* _The task_
Would you write out all of the entries below, exactly as they stand?

* _Source data_
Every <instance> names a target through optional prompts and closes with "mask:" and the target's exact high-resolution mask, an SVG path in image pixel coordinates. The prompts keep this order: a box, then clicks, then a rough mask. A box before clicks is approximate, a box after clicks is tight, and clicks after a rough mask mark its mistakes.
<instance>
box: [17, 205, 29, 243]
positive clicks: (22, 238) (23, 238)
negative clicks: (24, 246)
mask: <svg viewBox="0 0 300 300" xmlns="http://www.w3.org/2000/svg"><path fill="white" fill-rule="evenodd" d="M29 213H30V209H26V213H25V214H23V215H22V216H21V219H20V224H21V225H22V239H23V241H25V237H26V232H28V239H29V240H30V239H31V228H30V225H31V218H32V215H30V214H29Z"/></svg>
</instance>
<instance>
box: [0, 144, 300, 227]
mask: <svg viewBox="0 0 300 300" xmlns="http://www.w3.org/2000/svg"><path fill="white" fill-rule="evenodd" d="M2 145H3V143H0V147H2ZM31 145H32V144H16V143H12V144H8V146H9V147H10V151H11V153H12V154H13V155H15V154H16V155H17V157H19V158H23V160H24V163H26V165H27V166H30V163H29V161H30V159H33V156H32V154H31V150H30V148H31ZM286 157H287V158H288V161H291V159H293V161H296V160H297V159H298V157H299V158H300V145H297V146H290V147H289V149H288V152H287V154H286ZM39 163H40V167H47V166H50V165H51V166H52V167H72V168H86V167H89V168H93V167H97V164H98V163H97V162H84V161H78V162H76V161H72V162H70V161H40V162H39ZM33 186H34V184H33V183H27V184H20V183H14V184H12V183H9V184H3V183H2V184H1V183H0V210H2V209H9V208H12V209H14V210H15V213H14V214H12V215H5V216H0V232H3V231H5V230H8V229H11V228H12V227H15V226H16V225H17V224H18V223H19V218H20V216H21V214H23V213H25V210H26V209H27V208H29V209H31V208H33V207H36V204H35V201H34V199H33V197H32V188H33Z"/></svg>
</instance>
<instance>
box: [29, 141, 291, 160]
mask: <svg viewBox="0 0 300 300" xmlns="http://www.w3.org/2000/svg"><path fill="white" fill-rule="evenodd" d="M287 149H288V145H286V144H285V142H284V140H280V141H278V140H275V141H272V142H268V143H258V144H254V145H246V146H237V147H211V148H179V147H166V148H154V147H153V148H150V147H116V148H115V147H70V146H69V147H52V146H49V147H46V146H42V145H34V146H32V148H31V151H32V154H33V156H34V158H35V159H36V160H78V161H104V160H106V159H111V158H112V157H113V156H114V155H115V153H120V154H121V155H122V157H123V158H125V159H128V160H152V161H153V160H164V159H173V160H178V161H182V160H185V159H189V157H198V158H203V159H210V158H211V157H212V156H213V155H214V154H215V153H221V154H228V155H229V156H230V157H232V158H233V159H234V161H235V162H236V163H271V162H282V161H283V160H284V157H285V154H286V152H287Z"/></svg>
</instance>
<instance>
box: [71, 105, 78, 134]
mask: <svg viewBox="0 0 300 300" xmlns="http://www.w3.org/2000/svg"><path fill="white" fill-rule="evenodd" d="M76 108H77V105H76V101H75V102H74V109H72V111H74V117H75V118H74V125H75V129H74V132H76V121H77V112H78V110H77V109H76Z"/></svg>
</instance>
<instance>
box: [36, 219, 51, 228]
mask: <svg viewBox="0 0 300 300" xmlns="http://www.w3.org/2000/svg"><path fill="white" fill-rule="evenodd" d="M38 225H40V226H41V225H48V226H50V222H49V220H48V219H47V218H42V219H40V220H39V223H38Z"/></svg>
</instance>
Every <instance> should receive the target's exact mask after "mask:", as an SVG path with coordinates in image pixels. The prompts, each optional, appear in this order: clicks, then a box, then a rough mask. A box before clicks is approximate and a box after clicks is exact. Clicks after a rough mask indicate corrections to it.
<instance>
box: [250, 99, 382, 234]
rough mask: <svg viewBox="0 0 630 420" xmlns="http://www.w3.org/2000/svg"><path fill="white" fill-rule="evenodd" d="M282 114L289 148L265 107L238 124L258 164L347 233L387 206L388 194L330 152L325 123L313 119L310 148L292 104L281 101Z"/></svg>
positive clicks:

* _Solved exercise_
Every <instance> names a target through optional prompts and closes with "mask:" and the target's exact high-resolution mask, an SVG path in image pixel coordinates. The prompts keep this order: a box, then clicks, then a rough mask. A box before clicks is approximate, a box after clicks is tight, and clicks after a rough mask mark its mistakes.
<instance>
box: [17, 205, 29, 243]
positive clicks: (22, 238) (23, 238)
negative clicks: (24, 246)
mask: <svg viewBox="0 0 300 300" xmlns="http://www.w3.org/2000/svg"><path fill="white" fill-rule="evenodd" d="M29 213H30V209H26V213H25V214H23V215H22V216H21V219H20V224H21V225H22V239H23V241H25V237H26V232H28V239H29V240H30V239H31V228H30V225H31V218H32V215H30V214H29Z"/></svg>
</instance>
<instance>
box: [0, 144, 300, 227]
mask: <svg viewBox="0 0 300 300" xmlns="http://www.w3.org/2000/svg"><path fill="white" fill-rule="evenodd" d="M2 145H3V143H0V147H2ZM31 145H32V144H16V143H12V144H8V146H9V147H10V151H11V153H12V154H13V155H15V154H16V155H17V157H19V158H23V160H24V163H26V165H27V166H30V163H29V161H30V159H33V156H32V154H31V150H30V148H31ZM286 157H287V158H288V161H291V159H293V161H296V160H297V159H298V157H299V158H300V145H297V146H290V147H289V149H288V152H287V154H286ZM39 163H40V167H47V166H50V165H51V166H52V167H72V168H86V167H89V168H93V167H97V164H98V163H97V162H84V161H78V162H76V161H72V162H70V161H40V162H39ZM33 186H34V184H33V183H27V184H20V183H14V184H12V183H9V184H3V183H2V184H1V183H0V210H2V209H9V208H12V209H14V210H15V213H14V214H12V215H5V216H0V232H3V231H5V230H8V229H11V228H12V227H15V226H16V225H17V224H18V223H19V218H20V216H21V214H23V213H25V210H26V209H27V208H29V209H31V208H33V207H36V204H35V201H34V199H33V197H32V188H33Z"/></svg>
</instance>
<instance>
box: [29, 141, 291, 160]
mask: <svg viewBox="0 0 300 300" xmlns="http://www.w3.org/2000/svg"><path fill="white" fill-rule="evenodd" d="M287 149H288V145H286V144H285V142H284V140H280V141H278V140H275V141H272V142H268V143H258V144H254V145H246V146H237V147H211V148H179V147H166V148H154V147H153V148H150V147H116V148H115V147H70V146H69V147H52V146H49V147H46V146H42V145H34V146H32V148H31V151H32V154H33V156H34V158H35V159H36V160H78V161H104V160H106V159H111V158H112V157H113V156H114V155H115V153H120V154H121V155H122V157H123V158H125V159H128V160H152V161H153V160H164V159H173V160H178V161H182V160H185V159H189V157H198V158H203V159H210V158H211V157H212V156H213V155H214V154H215V153H221V154H228V155H229V156H230V157H232V158H233V159H234V161H235V162H236V163H271V162H282V161H283V160H284V157H285V154H286V152H287Z"/></svg>
</instance>
<instance>
box: [71, 105, 78, 134]
mask: <svg viewBox="0 0 300 300" xmlns="http://www.w3.org/2000/svg"><path fill="white" fill-rule="evenodd" d="M76 108H77V105H76V101H75V102H74V109H72V111H74V117H75V118H74V125H75V129H74V132H76V121H77V112H78V110H77V109H76Z"/></svg>
</instance>
<instance>
box: [36, 219, 51, 228]
mask: <svg viewBox="0 0 300 300" xmlns="http://www.w3.org/2000/svg"><path fill="white" fill-rule="evenodd" d="M38 225H40V226H41V225H48V226H50V222H49V220H48V219H47V218H42V219H40V220H39V223H38Z"/></svg>
</instance>
Every <instance> should receive the target's exact mask after "mask:", as an SVG path with coordinates in image pixels. The prompts, each optional, appear in this order: clicks, then a box, then a rough mask. A box before clicks is approximate and a box after clicks is exact. Clicks after a rough mask indicate corrections to it.
<instance>
box: [250, 99, 382, 234]
rough mask: <svg viewBox="0 0 630 420" xmlns="http://www.w3.org/2000/svg"><path fill="white" fill-rule="evenodd" d="M282 114L289 148L265 107L238 124L258 164L347 233L387 206L388 194L330 152L325 123L313 119L310 148L292 104L281 101Z"/></svg>
positive clicks:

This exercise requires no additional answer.